YOUR GOAL:
Copy the full set of lines exactly as given.

BEGIN EXTRACTED DATA

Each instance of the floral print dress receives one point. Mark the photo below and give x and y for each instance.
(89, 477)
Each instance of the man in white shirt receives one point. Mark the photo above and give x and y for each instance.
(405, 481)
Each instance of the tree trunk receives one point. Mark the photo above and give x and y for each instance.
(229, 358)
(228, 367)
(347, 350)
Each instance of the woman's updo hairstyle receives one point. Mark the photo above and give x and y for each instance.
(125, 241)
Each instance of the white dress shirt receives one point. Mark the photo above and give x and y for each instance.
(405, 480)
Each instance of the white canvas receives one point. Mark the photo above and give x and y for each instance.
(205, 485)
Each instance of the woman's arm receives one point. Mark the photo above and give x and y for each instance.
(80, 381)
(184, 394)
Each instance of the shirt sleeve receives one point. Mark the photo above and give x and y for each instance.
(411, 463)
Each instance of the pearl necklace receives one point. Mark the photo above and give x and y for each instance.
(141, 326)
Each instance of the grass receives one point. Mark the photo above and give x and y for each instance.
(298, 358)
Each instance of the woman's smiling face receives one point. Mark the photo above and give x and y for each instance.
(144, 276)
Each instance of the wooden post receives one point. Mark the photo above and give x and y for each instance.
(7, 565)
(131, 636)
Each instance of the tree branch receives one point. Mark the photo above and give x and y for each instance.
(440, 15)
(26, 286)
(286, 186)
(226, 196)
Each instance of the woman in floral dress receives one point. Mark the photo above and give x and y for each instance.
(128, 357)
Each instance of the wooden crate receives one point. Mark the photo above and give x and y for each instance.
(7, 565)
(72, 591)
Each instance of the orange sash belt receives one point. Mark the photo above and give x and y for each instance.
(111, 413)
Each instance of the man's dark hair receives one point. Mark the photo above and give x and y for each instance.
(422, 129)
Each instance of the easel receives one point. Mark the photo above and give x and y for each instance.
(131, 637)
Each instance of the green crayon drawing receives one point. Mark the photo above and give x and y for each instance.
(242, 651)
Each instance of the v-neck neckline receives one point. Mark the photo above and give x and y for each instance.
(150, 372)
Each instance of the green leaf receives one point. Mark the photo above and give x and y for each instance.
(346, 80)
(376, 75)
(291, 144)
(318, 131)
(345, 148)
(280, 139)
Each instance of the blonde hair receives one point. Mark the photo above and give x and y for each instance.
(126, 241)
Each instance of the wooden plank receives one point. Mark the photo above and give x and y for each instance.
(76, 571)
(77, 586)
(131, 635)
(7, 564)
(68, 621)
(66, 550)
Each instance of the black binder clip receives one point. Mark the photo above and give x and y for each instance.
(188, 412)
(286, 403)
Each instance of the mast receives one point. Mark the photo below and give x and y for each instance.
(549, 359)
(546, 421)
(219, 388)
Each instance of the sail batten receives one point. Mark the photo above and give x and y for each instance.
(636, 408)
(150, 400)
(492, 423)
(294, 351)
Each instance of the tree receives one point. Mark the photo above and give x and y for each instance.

END EXTRACTED DATA

WRITTEN ANSWER:
Each instance of the floral print dress receives one point. Mark the photo below and give x and y for each instance.
(89, 477)
Each instance of the man in white shirt receives one point. Mark the photo above and give x and y for each instance.
(405, 481)
Each instance of the tree trunk receives one point. Mark the photo above and give x and y for each instance.
(229, 358)
(228, 367)
(347, 350)
Each instance of the woman's updo hairstyle receives one point. Mark the photo above and give x and y for each instance.
(125, 241)
Each instance of the white dress shirt receives one point. Mark the photo above and give x and y for each instance.
(405, 480)
Each instance of the white canvas receives one point. Mark the photo above and give x and y for each instance.
(205, 485)
Each instance of the woman's arm receives one point. Mark the photo above and give x and y for each instance.
(80, 381)
(184, 394)
Each instance of the shirt sleeve receives one point. Mark the photo above and give x and y for each instance.
(411, 463)
Each instance of the pearl necklace receives one point. Mark the photo above and give x and y for each instance.
(141, 326)
Each instance of the grass receives one point. Mark the photo above and give x and y for each instance.
(298, 358)
Each instance of the woman's smiling face receives one point. Mark the photo above and give x and y for each instance.
(144, 276)
Each instance of the wooden post receives one point. Mark the photo above and give x and y for each instance.
(7, 565)
(131, 636)
Each instance of the tree branch receives one point. Mark the photo above and give x and y for each instance.
(440, 15)
(26, 286)
(286, 186)
(226, 196)
Each instance of the woman in floral dress receives one point. Mark the photo above and give x and y for each instance.
(128, 357)
Each instance of the wooden crate receives one point. Mark the photo above and give x and y for each instance.
(7, 565)
(72, 591)
Each instance of the orange sash belt receives one point. Mark the photo above and give x and y for each instance.
(111, 413)
Each instance of the man's dark hair receives one point. Mark the photo above and give x and y for each instance.
(422, 129)
Each instance of the easel receives one point. Mark the photo above and give x and y for each instance.
(131, 637)
Each instance of the green crayon drawing receives one point. Mark the photo above and give x and y for each instance.
(242, 651)
Each instance of the v-neck neckline receives one point. Mark the photo above and give x and y for each instance.
(150, 372)
Each instance of the green leaf receives one point. Mark the photo above and give x and y for each instance.
(346, 80)
(376, 75)
(291, 144)
(318, 131)
(345, 148)
(280, 139)
Each instance of the blonde hair receives one point. Mark the photo above and give x and y for each instance.
(126, 241)
Each instance of the wooden plank receives one point. Mark the photo above and give x and y for each instance.
(76, 571)
(77, 586)
(131, 635)
(7, 564)
(68, 621)
(66, 550)
Each instance of the black binder clip receives one point. Mark the photo above and give x and y for each instance.
(188, 412)
(286, 403)
Each instance of the mast receives one point. Mark the photo below and give x and y for each instance.
(549, 359)
(546, 421)
(219, 388)
Each instance of the sail batten receives one point. Mark the photo above and give x and y for each instance.
(636, 408)
(150, 400)
(492, 423)
(294, 351)
Each instance of the tree receives one point. Mark the photo above and give x and y for each instance.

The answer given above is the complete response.